Segment Start: MATERIAL PROVIDED

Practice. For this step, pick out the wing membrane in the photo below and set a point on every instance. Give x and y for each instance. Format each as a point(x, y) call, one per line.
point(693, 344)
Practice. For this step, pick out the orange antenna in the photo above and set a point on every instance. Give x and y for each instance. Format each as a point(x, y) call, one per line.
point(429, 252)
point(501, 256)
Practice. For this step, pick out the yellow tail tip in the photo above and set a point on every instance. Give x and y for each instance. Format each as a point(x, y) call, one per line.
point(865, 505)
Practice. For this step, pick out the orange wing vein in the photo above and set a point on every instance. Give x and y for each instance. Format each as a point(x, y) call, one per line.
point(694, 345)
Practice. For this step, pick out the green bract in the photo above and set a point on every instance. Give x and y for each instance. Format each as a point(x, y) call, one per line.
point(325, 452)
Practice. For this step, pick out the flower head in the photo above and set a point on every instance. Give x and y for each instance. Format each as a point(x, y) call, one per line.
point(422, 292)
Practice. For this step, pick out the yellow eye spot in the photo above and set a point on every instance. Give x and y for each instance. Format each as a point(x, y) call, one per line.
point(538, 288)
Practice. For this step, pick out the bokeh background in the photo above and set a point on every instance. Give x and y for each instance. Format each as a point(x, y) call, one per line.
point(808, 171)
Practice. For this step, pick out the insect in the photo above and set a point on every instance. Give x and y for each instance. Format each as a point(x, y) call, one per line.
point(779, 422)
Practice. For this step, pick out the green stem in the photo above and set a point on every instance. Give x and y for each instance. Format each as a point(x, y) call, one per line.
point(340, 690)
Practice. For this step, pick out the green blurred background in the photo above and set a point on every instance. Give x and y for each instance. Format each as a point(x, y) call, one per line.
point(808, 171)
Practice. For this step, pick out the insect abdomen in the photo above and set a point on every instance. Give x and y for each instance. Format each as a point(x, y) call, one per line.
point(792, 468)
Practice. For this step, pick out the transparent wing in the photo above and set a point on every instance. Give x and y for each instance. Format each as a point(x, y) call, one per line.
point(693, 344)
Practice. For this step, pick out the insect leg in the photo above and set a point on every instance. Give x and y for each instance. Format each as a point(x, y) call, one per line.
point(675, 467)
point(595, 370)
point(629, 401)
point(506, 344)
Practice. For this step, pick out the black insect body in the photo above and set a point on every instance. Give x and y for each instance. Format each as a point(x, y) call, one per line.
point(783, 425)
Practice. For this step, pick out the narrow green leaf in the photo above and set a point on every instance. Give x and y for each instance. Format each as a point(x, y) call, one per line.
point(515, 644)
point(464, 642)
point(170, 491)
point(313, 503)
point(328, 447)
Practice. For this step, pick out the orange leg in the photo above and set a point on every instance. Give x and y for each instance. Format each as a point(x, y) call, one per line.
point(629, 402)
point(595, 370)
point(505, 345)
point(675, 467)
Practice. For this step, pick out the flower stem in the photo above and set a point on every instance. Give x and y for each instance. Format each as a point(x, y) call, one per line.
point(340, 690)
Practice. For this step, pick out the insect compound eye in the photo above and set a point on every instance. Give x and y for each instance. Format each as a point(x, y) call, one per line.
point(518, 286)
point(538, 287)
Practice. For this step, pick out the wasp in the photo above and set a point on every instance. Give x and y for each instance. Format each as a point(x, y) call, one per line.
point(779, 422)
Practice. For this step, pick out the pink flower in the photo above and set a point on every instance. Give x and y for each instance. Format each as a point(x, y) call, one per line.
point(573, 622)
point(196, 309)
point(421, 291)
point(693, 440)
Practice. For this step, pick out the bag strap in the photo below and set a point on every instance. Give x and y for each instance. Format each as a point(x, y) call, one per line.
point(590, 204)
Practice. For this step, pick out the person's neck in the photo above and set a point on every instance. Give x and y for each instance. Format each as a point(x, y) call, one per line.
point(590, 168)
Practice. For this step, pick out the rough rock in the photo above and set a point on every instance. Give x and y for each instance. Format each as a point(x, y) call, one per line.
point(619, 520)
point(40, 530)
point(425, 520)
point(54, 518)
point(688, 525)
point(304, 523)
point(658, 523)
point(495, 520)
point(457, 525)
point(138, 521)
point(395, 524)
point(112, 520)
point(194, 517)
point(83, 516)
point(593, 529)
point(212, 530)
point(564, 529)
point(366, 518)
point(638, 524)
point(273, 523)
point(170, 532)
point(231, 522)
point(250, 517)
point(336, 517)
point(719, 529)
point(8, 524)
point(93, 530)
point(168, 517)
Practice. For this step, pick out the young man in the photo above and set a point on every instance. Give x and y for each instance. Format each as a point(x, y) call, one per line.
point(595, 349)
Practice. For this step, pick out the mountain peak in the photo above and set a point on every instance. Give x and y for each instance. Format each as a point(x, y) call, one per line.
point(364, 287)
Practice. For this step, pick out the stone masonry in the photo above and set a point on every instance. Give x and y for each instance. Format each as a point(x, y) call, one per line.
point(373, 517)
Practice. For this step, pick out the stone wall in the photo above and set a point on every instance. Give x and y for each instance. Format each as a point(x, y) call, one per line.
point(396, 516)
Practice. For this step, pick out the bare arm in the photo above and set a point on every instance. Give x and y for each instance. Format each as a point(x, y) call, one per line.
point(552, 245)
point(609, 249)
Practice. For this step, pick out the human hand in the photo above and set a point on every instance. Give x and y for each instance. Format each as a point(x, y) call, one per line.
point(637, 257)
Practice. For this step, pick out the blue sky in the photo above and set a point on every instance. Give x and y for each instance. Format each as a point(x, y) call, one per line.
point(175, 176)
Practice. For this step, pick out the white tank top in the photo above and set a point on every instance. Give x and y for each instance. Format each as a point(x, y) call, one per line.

Segment End: MATERIAL PROVIDED

# EXERCISE DESCRIPTION
Write the entries out once more, exactly as they were given.

# RESULT
Practice. For this step, pick out the wing membrane in the photo below and set a point on every instance. Give x and y for each instance. Format each as a point(x, y) call, one per line.
point(693, 344)
Practice. For this step, pick out the orange antenna in the photo above and set a point on every instance. Give x and y for each instance. Format each as a point(x, y) call, one per line.
point(429, 252)
point(501, 256)
Practice. For this step, pick out the yellow tail tip in the photo above and set a point on every instance. Give x and y for each instance. Format each as a point(x, y) call, one per line.
point(865, 505)
Practice. For this step, pick out the orange wing vein in the photo above and set a point on every instance. Give x and y for each instance. Format each as a point(x, y) call, one per line.
point(694, 345)
Practice. For this step, pick out the green bract in the photo above and set a point on every instance. Give x and y for each instance. Format each as a point(x, y) call, one per line.
point(325, 452)
Practice. For this step, pick out the flower head in the photo above and set a point on every instance. Give x and y for each instance. Format each as a point(x, y) call, one per line.
point(422, 292)
Practice. For this step, pick out the yellow eye spot in the photo above and set a point on every instance. Give x and y for each instance. Format each as a point(x, y) call, one per line.
point(538, 288)
Practice. For this step, pick out the bokeh background in the photo above and set a point on every instance. Give x and y for each instance. Format each as a point(x, y) call, one per line.
point(808, 171)
Practice. For this step, pick out the insect in the photo above and set a point on every instance. Give x and y for each instance. Format each as a point(x, y) call, one per line.
point(779, 422)
Practice. For this step, pick out the green stem in the photo above and set a point on every instance. Give x and y for each instance. Format each as a point(x, y) call, one per line.
point(340, 690)
Practice. For this step, pick out the green blurred background in the photo above and set a point on every instance. Give x and y for each instance. Format each as a point(x, y) call, one per line.
point(808, 171)
Practice. For this step, pick out the insect abdomen in the photo above and set a point on every instance. Give x and y for each instance. Format each as a point(x, y) call, one per line.
point(792, 468)
Practice. For this step, pick out the transparent wing in the photo above and set a point on every instance. Give x and y for each instance. Format each as a point(x, y) call, one per line.
point(693, 344)
Practice. For this step, pick out the insect leg in the photo above and set a point on every instance. Give x and y for each instance. Format each as a point(x, y) call, one per line.
point(675, 467)
point(595, 370)
point(629, 401)
point(506, 344)
Practice. For this step, pick out the black insect body in the photo above and set a point on every instance. Give x and y for each instance. Format each as a point(x, y) call, one per line.
point(783, 425)
Practice. For this step, pick out the narrow green leaf in the photo above and set a point on every instance. Give x and y for each instance. Format each as a point(x, y) call, one per line.
point(515, 644)
point(464, 642)
point(170, 491)
point(313, 503)
point(328, 447)
Practice. For this step, pick out the orange leg in the photo above and set a point on every instance. Give x and y for each instance. Format each as a point(x, y) call, one per line.
point(629, 402)
point(595, 370)
point(505, 345)
point(675, 467)
Practice. For this step, pick out the flower stem in the photo above and set a point on every instance. Give x and y for each instance. Format each as a point(x, y) call, one per line.
point(340, 690)
Practice. For this step, pick out the insect compound eye in the photo above and set a point on every instance. Give x and y for each instance. Format each as a point(x, y) call, one per line.
point(518, 286)
point(538, 287)
Practice. For this step, pick out the wasp in the photo above and set a point on every instance. Give x and y for each instance. Format each as a point(x, y) call, one per line.
point(779, 422)
Practice. For this step, pick out the pink flower in the photo above and set a point on every instance. Give x and y for each instance. Format each as a point(x, y) call, one per line.
point(573, 622)
point(196, 309)
point(421, 291)
point(693, 440)
Practice. For this step, pick out the bag strap in the photo below and set a point on every instance. Give x and y for each instance. Format each as a point(x, y) call, one per line.
point(590, 204)
Practice. For this step, pick out the person's neck in the photo above and set a point on every instance. Give x and y for each instance. Format each as a point(x, y) call, one per line.
point(590, 168)
Practice. For this step, pick out the rough rock in the photo above and set a point on every instance. Give x and y for each instance. Format each as a point(x, y) call, one per line.
point(619, 520)
point(40, 530)
point(425, 520)
point(54, 518)
point(688, 525)
point(304, 523)
point(658, 523)
point(495, 520)
point(457, 525)
point(138, 521)
point(395, 524)
point(112, 520)
point(194, 517)
point(83, 516)
point(593, 529)
point(212, 530)
point(564, 529)
point(366, 518)
point(638, 524)
point(273, 523)
point(170, 532)
point(231, 522)
point(250, 517)
point(336, 517)
point(719, 529)
point(8, 524)
point(93, 530)
point(168, 517)
Practice. For this step, pick out the young man in the photo above and set a point on every instance. Give x and y for each instance. Format each as a point(x, y) call, one per line.
point(595, 349)
Practice. For this step, pick out the mountain peak in the photo above and set a point on every instance. Give x and y for each instance. Format each as a point(x, y) call, one per line.
point(364, 287)
Practice. For this step, pick out the stone masonry in the photo above and set a point on every instance. Give x and y for each instance. Format each as a point(x, y) call, one per line.
point(373, 517)
Practice. For this step, pick out the stone wall in the photo above and set a point on every instance. Give x and y for each instance. Format each as a point(x, y) call, one per line.
point(396, 516)
Practice. For this step, pick out the bare arm in the photo above and set a point on every instance. Give x and y for each instance. Format each as a point(x, y) call, one per line.
point(552, 245)
point(609, 249)
Practice. For this step, pick out the human hand in the photo above and set a point on every instance. Give x and y for each instance. Format each as a point(x, y) call, one per line.
point(637, 257)
Practice. For this step, pick out the blue sky in the photo above and set a point on every instance. Give x and y for each instance. Format each as a point(x, y) call, one per line.
point(175, 176)
Practice. For this step, pick out the white tank top in the photo above and set a point on every instance. Give x and y for each instance. Format each as a point(x, y) call, one per line.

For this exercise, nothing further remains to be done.